[Opening The input section]
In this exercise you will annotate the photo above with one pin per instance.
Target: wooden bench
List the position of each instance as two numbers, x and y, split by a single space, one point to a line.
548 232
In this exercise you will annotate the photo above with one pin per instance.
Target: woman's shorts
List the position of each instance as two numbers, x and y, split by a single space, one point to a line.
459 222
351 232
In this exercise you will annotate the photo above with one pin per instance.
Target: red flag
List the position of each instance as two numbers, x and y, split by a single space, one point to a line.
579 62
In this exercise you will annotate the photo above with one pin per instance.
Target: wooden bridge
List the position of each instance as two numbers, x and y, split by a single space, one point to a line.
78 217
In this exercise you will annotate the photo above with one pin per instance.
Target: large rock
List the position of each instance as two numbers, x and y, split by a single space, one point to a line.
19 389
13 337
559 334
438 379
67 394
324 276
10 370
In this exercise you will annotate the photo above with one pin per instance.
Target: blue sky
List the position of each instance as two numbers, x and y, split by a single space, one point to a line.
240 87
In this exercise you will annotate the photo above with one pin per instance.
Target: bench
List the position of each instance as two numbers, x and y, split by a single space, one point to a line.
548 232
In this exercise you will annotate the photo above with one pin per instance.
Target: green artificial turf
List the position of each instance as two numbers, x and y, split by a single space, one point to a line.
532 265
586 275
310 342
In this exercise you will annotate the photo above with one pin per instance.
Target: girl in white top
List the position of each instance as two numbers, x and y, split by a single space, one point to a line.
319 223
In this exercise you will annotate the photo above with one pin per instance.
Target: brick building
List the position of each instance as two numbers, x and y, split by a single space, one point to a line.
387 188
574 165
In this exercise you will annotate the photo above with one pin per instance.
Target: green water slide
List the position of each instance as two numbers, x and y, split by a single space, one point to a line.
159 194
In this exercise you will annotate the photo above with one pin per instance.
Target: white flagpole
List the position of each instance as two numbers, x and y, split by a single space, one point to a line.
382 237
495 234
[Closing The input section]
Reproduce, please, every line of the records above without alteration.

### Answer to the problem
In this exercise you will annotate the photo above with one pin per instance.
Target: wooden bench
List the position of each instance as two numbers, x and y, split by a single space, one point to a line.
548 232
In this exercise you will annotate the photo above with one pin per instance.
Target: woman's shorts
List the position of each instance as two numbers, x and y, split by a single space, one point to a line.
459 222
351 232
In this exercise you will annotate the photo above with one pin per instance.
Target: red flag
List the position of each instance as two numbers, x and y, split by a single space, one point to a line.
579 62
In this exercise you will annotate the photo above with one pin per instance.
Target: wooden bridge
List the position of each instance as two numbers, x and y, split by a single space, one point to a line.
78 217
In this exercise you will annotate the photo above with one pin per instance.
Target: large rock
List the position of each instance as two numbers, x and y, split by a single space, one point to a line.
19 389
13 337
559 334
438 379
67 394
324 276
10 370
In this exercise you will annotate the photo above with one pin per instance.
Target: blue sky
List the position of each instance as two numbers, x and y, split by a single space, one point to a line.
240 87
In this exercise you will annotate the photo above with one pin per instance.
Target: bench
List the position of each instance as two numbers, x and y, split by a single space, one point to a line.
548 232
In this exercise you will annotate the photo above with one pin per instance.
Target: green artificial turf
List the position of each instance as two numbers, x and y, split by a single space, one point to a line.
532 265
586 275
310 342
In this exercise you will annotate the photo above with one pin per instance.
Target: girl in white top
List the position of each instance as two numbers, x and y, split by a single space, one point to a line.
319 223
In this exercise you will annotate the photo above with one pin per instance.
Target: brick building
List the position of each instance as two numbers, x and y, split by a single space, one point to a line.
387 188
574 165
In this exercise you will annotate the photo above with one pin per instance.
Target: green water slide
List the position of each instance as two numbers, x and y, split by a single space, one point to a line.
159 194
In this exercise you will annotate the photo above with one pin per instance.
Target: white flagpole
List the position of each instance as two numbers, x and y, split by a single space, one point to a line.
382 237
495 234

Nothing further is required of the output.